# WHAT THIS EXERCISE ASKS:
(A) Answer these questions using the forum thread about Windows Server freezes:
(i) Which version are all the hosts on?
(ii) After about how many days of uptime do the servers lock up?
(iii) What is the latest tag in the final reply?
(B) List every line of the listing that contains the string "rough".

# EXCERPTED TEXT:
########################################

Windows Server 2016 & 2019 freezing on multiple hosts
-
I have a few Windows 2016 & 2019 Standard Servers on my test network and after about a 5-7 days or so of uptime and then they completely lock up.
A few things of note:
- All hosts are on 7.6
- This happens with and without client tools
- Each VM instance is fully activated and updated
- This is happening on hosts in multiple pools and on different hardware
- None of these hosts are running the experimental update that was posted a few weeks ago. I am going to migrate a Windows Server VM to a host that is to see if the problem persists
- Reboot and shutdown fails, even after a tool-stack restart
- Force shutdown and manually starting them seems to work fine
- Windows 10 does not seem to lock up like this
- Linux and BSD based VMs are working fine
Looking forward to suggestions and responses! I hope to fully migrate my productions servers over to XCP-NG from VMware around June-July of this year! (We will be contacting for pro support in the coming months.)
There is a bit of a time gap in the pictures below. I don't get the time to work with my test network everyday so I didn't notice the crashes. I have left one VM in a crashed state in case there are any questions about it.
-
Only way to know is by attaching a serial console to windows HVM and see if windows kernel is panicking somewhere. I believe there is a guide somewhere on forum - in guest tools related sections.
Edit : BTW, did you seek through usual XCP logs about the anomaly?
-
You can connect, if it will let you, though it may need to be on domain, from another computer. Just open event viewer, click Action, connect to another computer. I would suggest connecting before it crashes and then let it run. You can then save the logs to your local desktop. This will get you a better picture hopefully. Also see if it answers a ping. If it does then the remote shutdown may give you a better way of turning it off. Have you tried remote desktop to it? I have seen the the local explorer die but the vm is still running.
-
I heard people with issues using not the latest tools on Twitter: https://twitter.com/phil_wiffen/status/1082326334649630720
-
here you go: https://support.citrix.com/article/CTX235407
-
@borzel does the Xen tools are updated too, so we can rebuild a more recent version of them?
-
@olivierlambert nope, the lastest tag on https://xenbits.xen.org/gitweb/?p=pvdrivers/win/xenvif.git;a=summary is 8.2.1 (8 months ago)

########################################

# DATA:

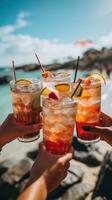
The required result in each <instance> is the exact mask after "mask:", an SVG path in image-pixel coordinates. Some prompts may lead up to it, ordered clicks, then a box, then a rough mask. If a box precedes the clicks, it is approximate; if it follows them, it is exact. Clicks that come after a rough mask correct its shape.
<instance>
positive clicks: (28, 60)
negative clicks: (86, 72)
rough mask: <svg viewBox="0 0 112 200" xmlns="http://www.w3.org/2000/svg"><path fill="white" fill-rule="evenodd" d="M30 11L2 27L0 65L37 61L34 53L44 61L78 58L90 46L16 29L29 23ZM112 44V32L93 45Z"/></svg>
mask: <svg viewBox="0 0 112 200" xmlns="http://www.w3.org/2000/svg"><path fill="white" fill-rule="evenodd" d="M28 16H29V13H27V12H21V13H19V14H18V16H17V19H16V22H15V24H13V25H7V26H2V27H0V66H1V67H3V66H9V65H10V64H11V60H13V59H14V60H15V61H16V64H17V65H21V64H25V63H32V62H36V58H35V56H34V53H35V52H36V53H37V54H38V55H39V58H40V60H41V62H42V63H44V64H47V63H51V62H52V61H53V60H55V59H58V60H59V61H61V62H63V61H65V60H66V58H67V57H69V56H70V57H73V58H76V57H77V56H81V55H82V53H83V52H84V51H85V50H87V49H88V48H89V47H78V48H77V47H76V46H75V45H74V42H73V43H63V42H61V41H59V40H57V39H56V38H54V39H53V40H48V39H40V38H39V37H32V36H31V35H28V34H24V35H23V34H20V33H18V34H17V33H16V34H15V31H16V30H18V32H19V30H21V29H22V28H24V27H26V26H28V25H29V21H28V20H27V17H28ZM111 45H112V33H109V34H107V35H106V36H102V37H101V38H99V40H98V41H96V42H95V43H94V44H93V45H92V46H91V47H94V48H98V49H100V48H101V47H103V46H107V47H110V46H111Z"/></svg>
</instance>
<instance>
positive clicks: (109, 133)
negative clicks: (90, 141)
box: [83, 126, 112, 136]
mask: <svg viewBox="0 0 112 200" xmlns="http://www.w3.org/2000/svg"><path fill="white" fill-rule="evenodd" d="M83 130H85V131H91V132H93V133H97V134H98V135H99V136H105V135H107V134H111V135H112V127H101V126H83Z"/></svg>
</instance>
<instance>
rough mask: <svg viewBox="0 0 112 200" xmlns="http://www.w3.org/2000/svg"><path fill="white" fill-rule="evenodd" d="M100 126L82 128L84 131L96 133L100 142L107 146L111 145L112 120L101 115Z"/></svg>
mask: <svg viewBox="0 0 112 200" xmlns="http://www.w3.org/2000/svg"><path fill="white" fill-rule="evenodd" d="M100 118H101V121H100V126H83V129H84V130H85V131H92V132H93V133H97V134H98V135H99V136H100V138H101V140H104V141H106V142H107V143H108V144H110V145H112V118H111V117H109V116H108V115H106V114H105V113H101V117H100Z"/></svg>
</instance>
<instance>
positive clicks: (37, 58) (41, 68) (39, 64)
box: [35, 53, 45, 72]
mask: <svg viewBox="0 0 112 200" xmlns="http://www.w3.org/2000/svg"><path fill="white" fill-rule="evenodd" d="M35 56H36V58H37V60H38V63H39V65H40V68H41V70H42V71H43V72H45V70H44V68H43V66H42V64H41V62H40V60H39V57H38V56H37V54H36V53H35Z"/></svg>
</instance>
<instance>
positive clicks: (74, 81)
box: [74, 56, 80, 83]
mask: <svg viewBox="0 0 112 200" xmlns="http://www.w3.org/2000/svg"><path fill="white" fill-rule="evenodd" d="M79 60H80V56H78V58H77V63H76V69H75V74H74V83H75V81H76V78H77V71H78V68H79Z"/></svg>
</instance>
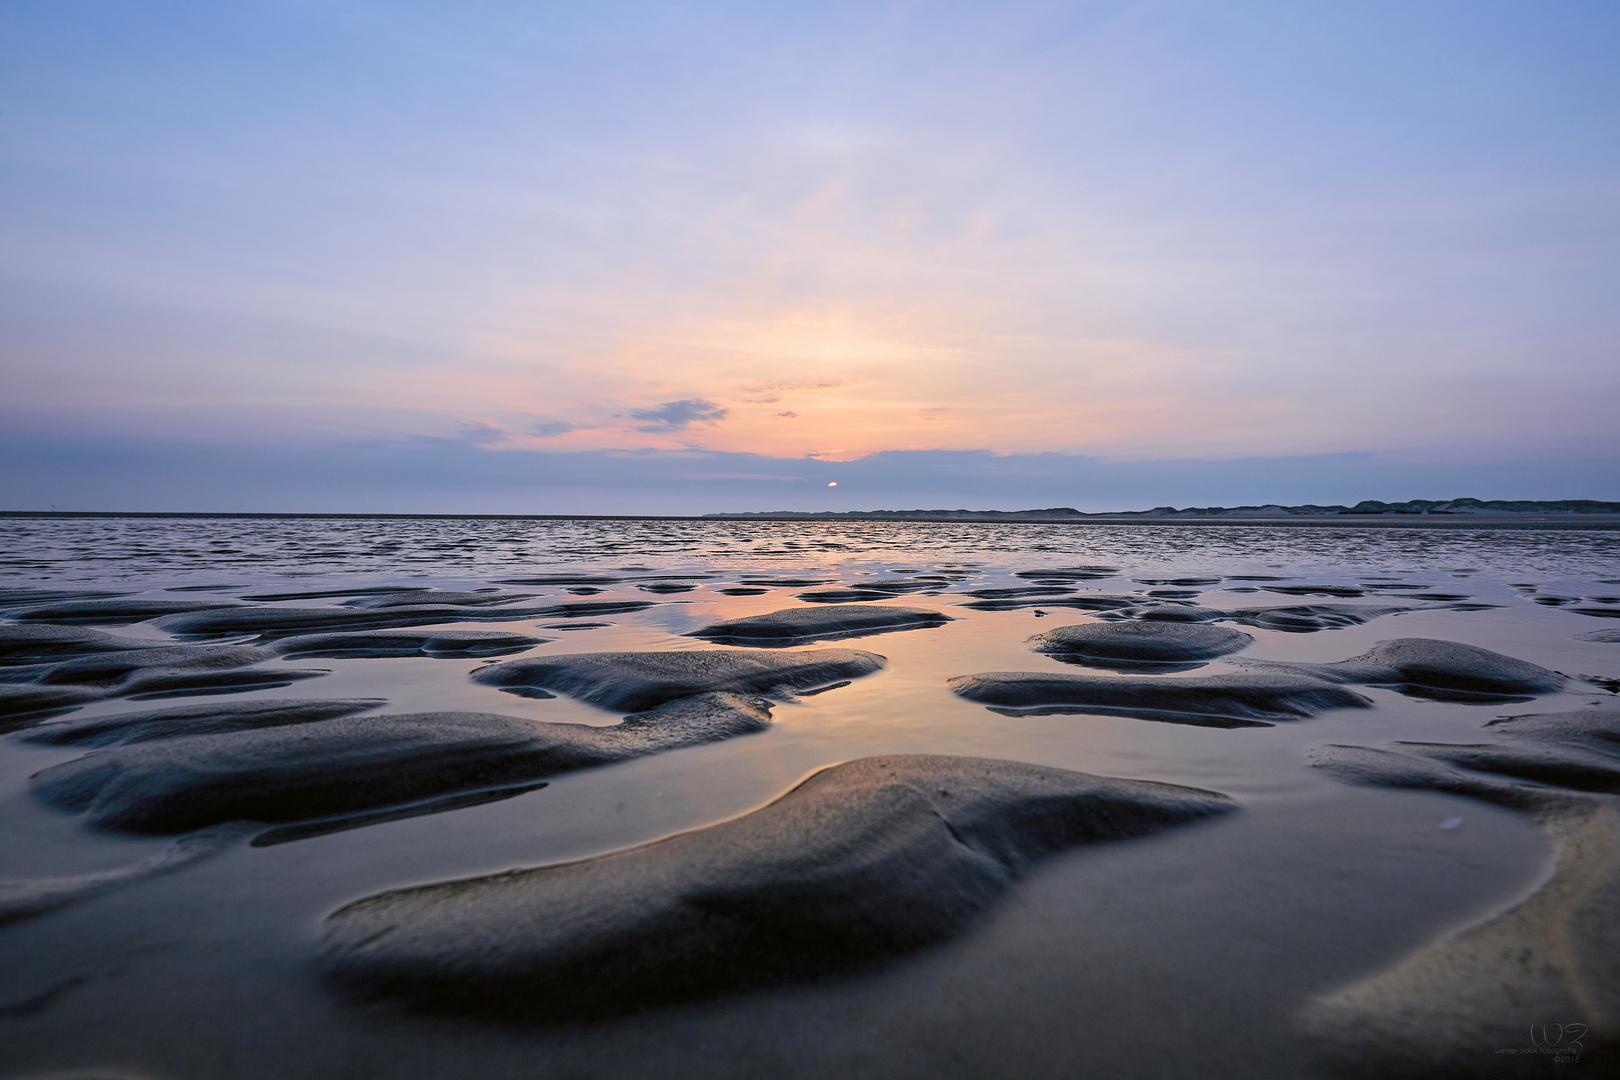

########################################

# SOLUTIONS BELOW:
(A)
(i) 7.6
(ii) About 5-7 days
(iii) 8.2.1

(B)
The required result in each <instance> is the exact mask after "mask:", an SVG path in image-pixel coordinates. Some prompts may lead up to it, ordered clicks, then a box, then a rough mask. If a box precedes the clicks, it is approximate; if it follows them, it is exact. Clicks that come after a rough mask correct its shape.
rough mask: <svg viewBox="0 0 112 200" xmlns="http://www.w3.org/2000/svg"><path fill="white" fill-rule="evenodd" d="M30 11L2 27L0 65L37 61L34 53L44 61L78 58L90 46L16 29L29 23ZM112 44V32L93 45Z"/></svg>
rough mask: <svg viewBox="0 0 112 200" xmlns="http://www.w3.org/2000/svg"><path fill="white" fill-rule="evenodd" d="M100 126L82 128L84 131L96 133L100 142L107 146L111 145L112 120L101 115Z"/></svg>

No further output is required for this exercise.